BEGIN The data
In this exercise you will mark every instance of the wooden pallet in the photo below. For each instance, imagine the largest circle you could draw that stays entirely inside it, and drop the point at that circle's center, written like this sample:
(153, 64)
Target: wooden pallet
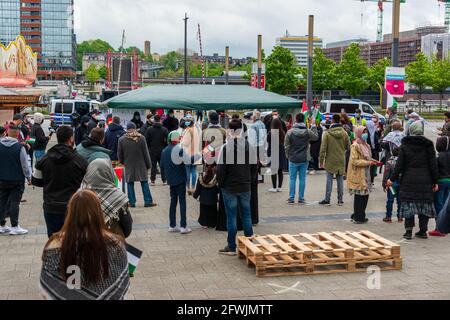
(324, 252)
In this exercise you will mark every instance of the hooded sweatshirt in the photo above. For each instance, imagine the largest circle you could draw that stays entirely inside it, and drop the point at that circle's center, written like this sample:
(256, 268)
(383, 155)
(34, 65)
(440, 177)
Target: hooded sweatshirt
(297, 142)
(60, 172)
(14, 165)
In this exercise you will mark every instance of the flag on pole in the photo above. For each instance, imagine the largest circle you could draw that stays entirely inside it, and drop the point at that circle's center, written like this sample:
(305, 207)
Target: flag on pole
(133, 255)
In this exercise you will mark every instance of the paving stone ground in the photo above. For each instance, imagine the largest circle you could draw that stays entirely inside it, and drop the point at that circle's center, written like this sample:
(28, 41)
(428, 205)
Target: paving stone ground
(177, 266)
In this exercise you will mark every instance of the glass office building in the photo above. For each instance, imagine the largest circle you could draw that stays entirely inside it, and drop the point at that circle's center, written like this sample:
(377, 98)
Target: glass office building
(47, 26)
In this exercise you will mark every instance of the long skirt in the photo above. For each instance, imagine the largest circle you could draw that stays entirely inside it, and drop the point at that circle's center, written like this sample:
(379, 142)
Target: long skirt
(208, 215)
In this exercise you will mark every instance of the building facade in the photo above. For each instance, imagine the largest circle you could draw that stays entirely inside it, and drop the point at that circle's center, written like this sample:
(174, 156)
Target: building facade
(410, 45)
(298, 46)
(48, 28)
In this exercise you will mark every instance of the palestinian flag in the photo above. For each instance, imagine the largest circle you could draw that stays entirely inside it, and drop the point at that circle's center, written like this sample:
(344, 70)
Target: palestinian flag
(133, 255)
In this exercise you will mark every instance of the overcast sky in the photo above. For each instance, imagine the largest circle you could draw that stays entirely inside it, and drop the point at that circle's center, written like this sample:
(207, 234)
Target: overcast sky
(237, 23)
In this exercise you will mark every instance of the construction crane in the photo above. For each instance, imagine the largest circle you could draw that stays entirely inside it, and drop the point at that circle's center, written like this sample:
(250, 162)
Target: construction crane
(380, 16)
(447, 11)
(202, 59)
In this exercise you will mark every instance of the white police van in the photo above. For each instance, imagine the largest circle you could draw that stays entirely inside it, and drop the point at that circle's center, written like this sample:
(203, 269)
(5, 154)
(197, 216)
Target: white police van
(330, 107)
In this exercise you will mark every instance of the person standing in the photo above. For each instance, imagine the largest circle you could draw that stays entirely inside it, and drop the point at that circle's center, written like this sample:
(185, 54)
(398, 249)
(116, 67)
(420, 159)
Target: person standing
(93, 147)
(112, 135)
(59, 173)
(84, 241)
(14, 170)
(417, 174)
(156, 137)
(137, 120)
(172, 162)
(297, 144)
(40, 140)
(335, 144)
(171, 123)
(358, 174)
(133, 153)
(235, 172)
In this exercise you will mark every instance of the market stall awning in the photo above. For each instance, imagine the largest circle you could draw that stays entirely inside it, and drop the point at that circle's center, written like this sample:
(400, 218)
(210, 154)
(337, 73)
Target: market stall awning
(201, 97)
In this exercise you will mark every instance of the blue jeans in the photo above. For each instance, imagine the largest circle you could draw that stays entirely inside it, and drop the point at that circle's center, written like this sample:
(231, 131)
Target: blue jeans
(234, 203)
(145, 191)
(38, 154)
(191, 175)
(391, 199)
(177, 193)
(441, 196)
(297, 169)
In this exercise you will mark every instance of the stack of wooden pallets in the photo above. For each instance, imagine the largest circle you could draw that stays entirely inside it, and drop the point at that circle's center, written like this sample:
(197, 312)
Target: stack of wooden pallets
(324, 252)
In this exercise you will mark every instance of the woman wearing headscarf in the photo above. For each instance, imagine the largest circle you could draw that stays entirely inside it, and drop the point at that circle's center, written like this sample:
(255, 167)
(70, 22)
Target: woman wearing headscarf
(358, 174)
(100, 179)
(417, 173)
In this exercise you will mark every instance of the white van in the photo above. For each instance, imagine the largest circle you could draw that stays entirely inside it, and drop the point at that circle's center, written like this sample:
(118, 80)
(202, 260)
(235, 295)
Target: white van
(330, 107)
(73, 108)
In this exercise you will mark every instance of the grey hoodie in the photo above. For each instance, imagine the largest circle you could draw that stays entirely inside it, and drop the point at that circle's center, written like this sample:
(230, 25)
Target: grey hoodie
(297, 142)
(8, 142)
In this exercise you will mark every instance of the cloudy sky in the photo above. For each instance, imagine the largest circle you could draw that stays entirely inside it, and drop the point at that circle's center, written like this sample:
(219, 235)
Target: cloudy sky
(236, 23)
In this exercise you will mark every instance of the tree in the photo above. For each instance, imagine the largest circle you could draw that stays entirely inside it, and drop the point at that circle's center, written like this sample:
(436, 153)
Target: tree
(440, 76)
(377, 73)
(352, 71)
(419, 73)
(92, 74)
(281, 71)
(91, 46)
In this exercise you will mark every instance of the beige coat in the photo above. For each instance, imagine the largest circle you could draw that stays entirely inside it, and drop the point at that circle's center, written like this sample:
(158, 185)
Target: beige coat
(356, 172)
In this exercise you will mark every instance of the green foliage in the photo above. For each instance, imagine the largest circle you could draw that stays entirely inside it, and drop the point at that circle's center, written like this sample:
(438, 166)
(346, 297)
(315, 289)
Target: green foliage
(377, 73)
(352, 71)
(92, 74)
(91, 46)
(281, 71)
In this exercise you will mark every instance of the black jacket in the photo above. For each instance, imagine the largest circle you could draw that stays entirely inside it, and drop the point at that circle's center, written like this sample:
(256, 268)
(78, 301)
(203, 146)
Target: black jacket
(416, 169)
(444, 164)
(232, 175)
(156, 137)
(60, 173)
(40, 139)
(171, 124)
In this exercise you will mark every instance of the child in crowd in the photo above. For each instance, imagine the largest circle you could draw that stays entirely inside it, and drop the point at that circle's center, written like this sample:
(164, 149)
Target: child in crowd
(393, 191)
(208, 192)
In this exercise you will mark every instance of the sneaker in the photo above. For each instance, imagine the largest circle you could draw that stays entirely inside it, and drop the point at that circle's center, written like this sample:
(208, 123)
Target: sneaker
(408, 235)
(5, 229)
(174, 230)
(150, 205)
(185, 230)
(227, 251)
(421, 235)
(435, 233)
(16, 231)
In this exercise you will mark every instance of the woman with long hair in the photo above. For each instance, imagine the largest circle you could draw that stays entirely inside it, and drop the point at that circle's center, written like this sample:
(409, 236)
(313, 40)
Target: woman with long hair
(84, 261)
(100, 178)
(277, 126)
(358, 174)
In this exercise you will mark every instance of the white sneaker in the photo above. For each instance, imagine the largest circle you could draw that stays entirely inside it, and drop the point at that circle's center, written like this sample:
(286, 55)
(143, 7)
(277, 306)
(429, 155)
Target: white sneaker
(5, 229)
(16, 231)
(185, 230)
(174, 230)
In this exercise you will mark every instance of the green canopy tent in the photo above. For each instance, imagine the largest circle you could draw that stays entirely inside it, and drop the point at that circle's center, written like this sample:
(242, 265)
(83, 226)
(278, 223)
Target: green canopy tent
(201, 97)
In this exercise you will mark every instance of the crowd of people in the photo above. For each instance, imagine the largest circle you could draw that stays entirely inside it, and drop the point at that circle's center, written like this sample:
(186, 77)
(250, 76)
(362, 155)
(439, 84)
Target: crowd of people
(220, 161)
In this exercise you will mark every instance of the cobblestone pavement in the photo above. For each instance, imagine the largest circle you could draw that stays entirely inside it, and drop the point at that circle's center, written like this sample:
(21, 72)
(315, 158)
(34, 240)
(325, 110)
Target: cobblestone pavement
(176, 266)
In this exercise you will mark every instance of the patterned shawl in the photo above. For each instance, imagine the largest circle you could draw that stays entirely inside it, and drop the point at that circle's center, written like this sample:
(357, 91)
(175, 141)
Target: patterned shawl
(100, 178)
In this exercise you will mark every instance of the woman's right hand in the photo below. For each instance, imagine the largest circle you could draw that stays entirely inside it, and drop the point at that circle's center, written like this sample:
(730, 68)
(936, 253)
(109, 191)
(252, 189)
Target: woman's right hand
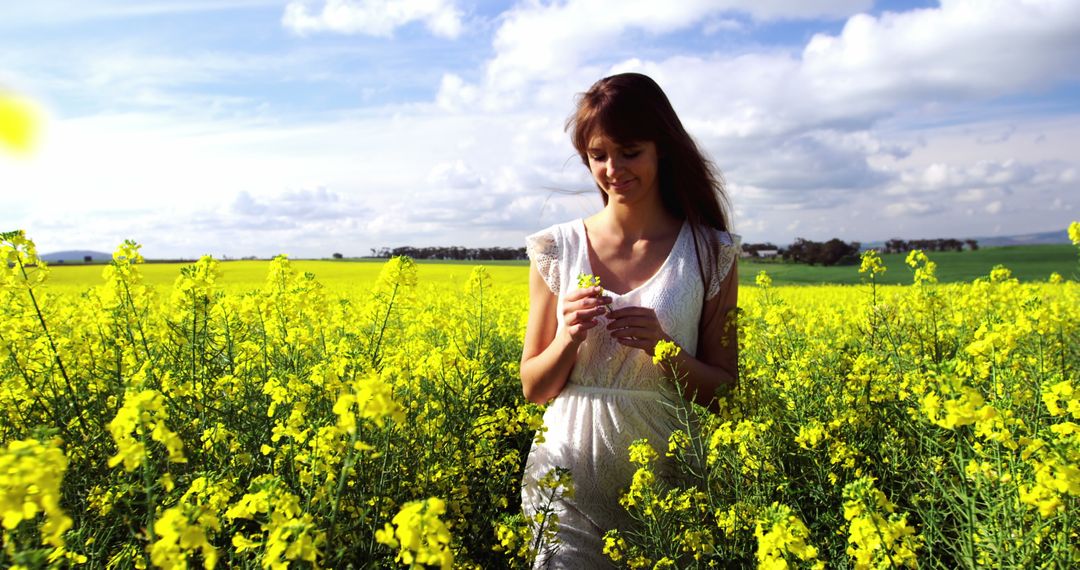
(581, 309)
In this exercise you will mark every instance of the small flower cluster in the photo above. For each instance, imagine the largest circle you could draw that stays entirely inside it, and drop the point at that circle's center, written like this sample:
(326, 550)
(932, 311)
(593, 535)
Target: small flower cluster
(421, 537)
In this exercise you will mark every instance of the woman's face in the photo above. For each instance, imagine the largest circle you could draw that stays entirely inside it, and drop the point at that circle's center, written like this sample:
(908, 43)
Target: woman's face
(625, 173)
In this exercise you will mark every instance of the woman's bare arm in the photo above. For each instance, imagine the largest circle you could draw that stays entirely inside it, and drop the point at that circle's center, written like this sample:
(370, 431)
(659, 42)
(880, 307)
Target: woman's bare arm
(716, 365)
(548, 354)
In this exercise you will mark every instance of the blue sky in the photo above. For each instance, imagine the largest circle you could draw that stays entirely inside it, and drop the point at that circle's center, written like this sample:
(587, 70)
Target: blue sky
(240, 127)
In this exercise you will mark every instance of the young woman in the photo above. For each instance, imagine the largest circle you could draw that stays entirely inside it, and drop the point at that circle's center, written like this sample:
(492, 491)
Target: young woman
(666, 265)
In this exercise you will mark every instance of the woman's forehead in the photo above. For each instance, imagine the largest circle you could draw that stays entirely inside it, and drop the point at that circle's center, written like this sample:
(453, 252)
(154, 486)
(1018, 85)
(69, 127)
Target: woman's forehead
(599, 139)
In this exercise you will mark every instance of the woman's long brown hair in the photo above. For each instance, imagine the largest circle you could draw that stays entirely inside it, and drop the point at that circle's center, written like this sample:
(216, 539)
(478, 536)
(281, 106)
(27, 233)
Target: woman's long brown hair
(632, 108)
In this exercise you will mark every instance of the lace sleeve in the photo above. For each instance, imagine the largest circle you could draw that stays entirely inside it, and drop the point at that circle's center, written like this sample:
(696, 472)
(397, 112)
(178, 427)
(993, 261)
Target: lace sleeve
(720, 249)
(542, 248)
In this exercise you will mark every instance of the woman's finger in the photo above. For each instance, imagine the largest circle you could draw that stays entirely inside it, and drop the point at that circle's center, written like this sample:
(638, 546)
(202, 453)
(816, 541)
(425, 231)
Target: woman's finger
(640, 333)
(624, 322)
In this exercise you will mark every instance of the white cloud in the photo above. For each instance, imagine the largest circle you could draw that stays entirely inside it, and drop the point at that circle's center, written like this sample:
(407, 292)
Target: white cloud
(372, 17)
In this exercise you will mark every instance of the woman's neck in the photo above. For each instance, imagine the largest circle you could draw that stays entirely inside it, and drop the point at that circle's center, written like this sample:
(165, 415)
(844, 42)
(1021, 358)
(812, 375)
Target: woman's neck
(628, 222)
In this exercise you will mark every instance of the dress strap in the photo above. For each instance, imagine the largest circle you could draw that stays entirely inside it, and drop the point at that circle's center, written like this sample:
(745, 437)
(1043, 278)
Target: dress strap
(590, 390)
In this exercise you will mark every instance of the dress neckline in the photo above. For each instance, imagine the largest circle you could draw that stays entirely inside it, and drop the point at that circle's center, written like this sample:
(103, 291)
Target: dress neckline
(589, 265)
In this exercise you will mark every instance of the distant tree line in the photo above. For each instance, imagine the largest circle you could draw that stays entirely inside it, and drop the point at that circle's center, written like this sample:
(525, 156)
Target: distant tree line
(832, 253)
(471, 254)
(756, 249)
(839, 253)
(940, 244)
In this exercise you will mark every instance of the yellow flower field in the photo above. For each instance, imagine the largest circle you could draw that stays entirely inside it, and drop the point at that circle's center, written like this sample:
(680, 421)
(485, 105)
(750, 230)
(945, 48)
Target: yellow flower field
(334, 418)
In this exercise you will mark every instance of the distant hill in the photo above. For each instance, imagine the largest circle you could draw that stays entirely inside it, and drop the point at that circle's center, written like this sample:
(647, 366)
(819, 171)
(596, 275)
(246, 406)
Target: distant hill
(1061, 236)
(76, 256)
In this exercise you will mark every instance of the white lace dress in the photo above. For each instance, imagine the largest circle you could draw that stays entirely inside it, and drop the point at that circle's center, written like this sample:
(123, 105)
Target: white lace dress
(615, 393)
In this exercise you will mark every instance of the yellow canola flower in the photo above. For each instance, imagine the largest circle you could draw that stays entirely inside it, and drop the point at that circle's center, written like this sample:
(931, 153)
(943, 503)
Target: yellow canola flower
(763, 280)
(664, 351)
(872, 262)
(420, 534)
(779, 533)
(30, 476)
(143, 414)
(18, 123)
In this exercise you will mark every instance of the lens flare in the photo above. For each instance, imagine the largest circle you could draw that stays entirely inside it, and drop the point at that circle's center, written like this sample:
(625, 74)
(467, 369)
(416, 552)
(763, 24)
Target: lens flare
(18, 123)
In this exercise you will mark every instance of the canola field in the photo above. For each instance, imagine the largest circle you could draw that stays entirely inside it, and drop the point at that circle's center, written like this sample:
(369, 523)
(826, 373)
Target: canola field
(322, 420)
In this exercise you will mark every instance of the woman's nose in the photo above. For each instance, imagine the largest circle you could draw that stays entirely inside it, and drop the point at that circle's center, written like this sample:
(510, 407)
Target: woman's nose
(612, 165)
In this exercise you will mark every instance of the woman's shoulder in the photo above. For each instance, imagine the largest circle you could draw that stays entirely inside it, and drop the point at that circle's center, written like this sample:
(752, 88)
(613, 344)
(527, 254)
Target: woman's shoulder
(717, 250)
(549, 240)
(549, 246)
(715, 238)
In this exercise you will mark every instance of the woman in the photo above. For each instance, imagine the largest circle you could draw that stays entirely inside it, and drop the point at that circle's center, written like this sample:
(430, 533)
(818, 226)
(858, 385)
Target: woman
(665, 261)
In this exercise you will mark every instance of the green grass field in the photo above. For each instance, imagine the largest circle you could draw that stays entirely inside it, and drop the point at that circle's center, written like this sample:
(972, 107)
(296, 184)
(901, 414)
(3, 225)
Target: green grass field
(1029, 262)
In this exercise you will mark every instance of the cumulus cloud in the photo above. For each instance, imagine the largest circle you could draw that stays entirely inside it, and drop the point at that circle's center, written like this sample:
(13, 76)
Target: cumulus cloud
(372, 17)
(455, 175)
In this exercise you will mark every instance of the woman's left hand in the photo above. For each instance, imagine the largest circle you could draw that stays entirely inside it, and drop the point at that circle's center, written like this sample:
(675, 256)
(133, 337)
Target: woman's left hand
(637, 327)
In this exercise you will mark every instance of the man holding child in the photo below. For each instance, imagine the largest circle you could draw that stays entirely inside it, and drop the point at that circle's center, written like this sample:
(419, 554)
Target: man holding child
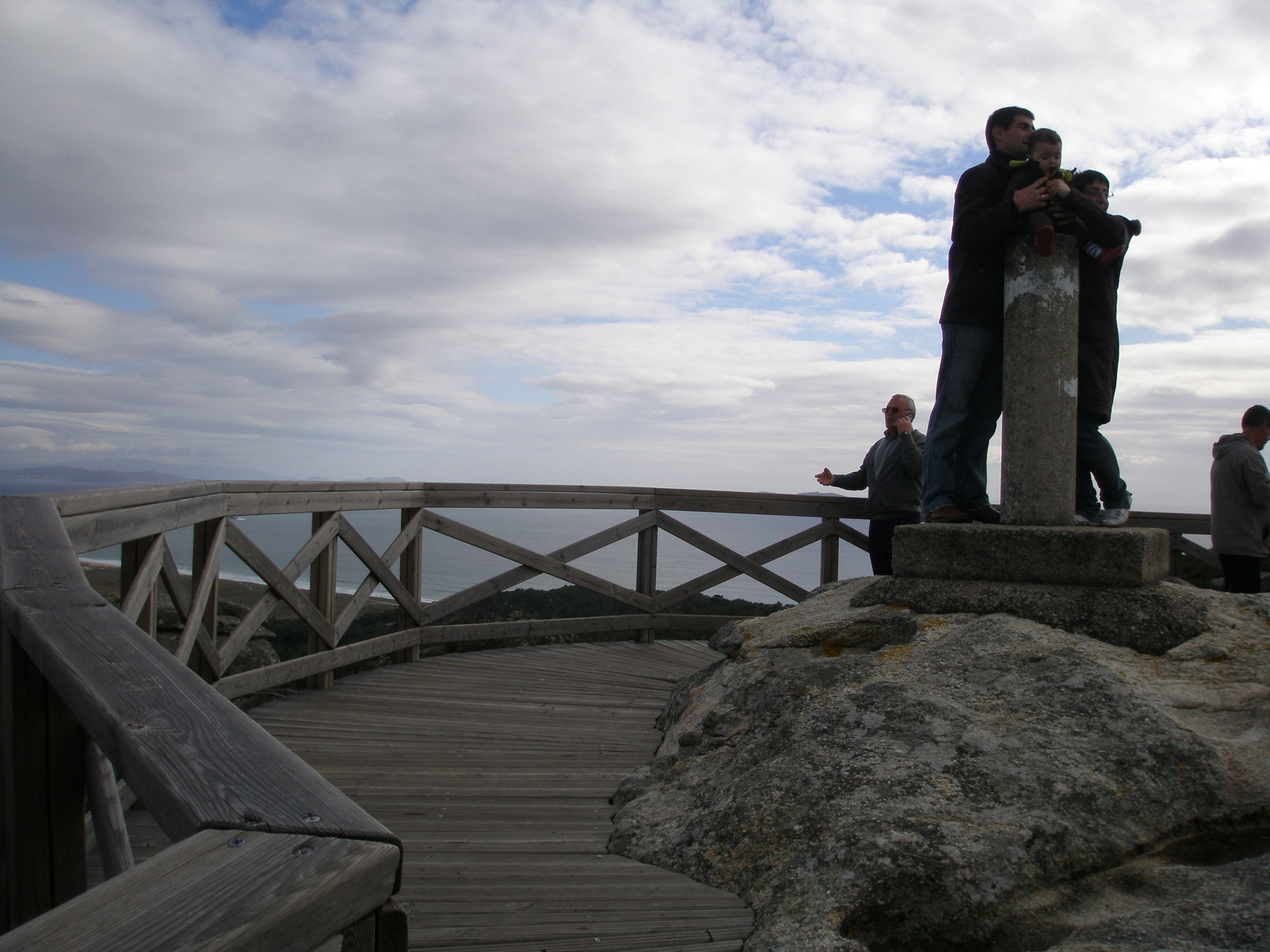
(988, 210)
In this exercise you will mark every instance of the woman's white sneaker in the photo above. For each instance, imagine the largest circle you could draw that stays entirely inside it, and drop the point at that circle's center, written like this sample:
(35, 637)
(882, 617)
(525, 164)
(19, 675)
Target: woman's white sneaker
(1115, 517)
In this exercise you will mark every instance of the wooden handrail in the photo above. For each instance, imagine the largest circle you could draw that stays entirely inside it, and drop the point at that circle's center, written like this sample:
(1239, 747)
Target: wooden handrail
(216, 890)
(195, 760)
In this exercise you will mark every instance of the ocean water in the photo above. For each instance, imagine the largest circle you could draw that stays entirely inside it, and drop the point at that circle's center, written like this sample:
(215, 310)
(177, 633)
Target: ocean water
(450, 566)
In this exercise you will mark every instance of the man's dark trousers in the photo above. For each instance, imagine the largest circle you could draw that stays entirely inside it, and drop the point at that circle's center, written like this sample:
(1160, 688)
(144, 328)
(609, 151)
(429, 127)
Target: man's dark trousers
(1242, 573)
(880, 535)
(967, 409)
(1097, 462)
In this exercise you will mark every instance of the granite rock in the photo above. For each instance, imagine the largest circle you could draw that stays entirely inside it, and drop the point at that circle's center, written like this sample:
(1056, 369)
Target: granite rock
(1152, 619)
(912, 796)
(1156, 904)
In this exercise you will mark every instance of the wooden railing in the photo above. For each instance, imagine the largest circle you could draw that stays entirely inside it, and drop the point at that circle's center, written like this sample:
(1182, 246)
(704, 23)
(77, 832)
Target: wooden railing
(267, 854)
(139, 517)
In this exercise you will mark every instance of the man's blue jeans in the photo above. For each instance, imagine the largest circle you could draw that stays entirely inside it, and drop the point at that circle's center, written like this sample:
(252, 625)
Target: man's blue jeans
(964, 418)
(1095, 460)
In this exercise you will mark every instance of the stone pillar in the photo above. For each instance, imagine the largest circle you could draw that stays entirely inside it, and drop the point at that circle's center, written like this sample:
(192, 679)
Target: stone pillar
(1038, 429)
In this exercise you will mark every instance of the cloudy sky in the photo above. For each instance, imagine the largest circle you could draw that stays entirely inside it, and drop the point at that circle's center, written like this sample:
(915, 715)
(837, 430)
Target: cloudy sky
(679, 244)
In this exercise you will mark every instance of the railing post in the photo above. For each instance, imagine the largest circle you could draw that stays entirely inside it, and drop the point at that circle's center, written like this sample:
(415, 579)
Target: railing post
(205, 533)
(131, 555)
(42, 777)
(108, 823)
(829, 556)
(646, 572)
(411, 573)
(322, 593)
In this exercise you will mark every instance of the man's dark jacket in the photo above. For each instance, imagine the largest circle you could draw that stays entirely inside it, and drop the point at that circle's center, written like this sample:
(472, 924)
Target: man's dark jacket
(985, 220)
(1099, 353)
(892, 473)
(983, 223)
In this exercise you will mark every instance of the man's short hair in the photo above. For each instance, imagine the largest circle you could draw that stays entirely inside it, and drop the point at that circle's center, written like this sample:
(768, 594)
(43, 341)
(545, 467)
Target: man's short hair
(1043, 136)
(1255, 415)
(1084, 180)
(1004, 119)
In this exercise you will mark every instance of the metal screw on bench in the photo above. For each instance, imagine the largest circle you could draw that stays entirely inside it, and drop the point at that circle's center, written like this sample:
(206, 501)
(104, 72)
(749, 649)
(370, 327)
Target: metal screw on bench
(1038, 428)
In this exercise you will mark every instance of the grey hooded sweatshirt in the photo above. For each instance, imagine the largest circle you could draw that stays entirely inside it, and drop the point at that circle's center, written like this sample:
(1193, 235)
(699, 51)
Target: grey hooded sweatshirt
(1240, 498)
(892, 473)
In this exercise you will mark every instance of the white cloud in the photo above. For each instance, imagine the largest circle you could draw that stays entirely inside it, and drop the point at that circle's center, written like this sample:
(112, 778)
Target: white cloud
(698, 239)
END The data
**Set problem:** In the entries above, take the line containing "the man's short" and each later line through the last, and repeat them exactly. Output nothing else.

**Complete answer:**
In this exercise you will mark every instance of the man's short hair in the photo above. For each instance, imagine the largest circle you could draw that stays entirely inside it, and drop the point at that circle's center, written like this sample:
(768, 594)
(43, 341)
(545, 467)
Target: man's short hair
(1043, 136)
(1255, 415)
(1084, 180)
(1004, 119)
In this exercise you will mark every instance of the metal screw on bench in the photo above. For each instance, imagine the largest circle you could draw that stays entirely inside it, and drop the point at that circle's center, written like this sample:
(206, 501)
(104, 72)
(749, 649)
(370, 327)
Target: metal screw on bench
(1038, 428)
In this exercise you will mark every instance of the grey hooded sweatshirt in the photo above. For each instance, imagine the largest circle you could draw that stays entirely inside it, and drop the point at that circle's center, written like this sample:
(1193, 235)
(699, 51)
Target: grey hooded sweatshirt
(1240, 498)
(892, 473)
In this exercise you will mark every instance of the white cloud in the photo above. For each instance, imagine the largest circle you could draw that stays entirely inside it, and drop the point at that circle's center, written like this sample:
(112, 778)
Target: white cloud
(698, 239)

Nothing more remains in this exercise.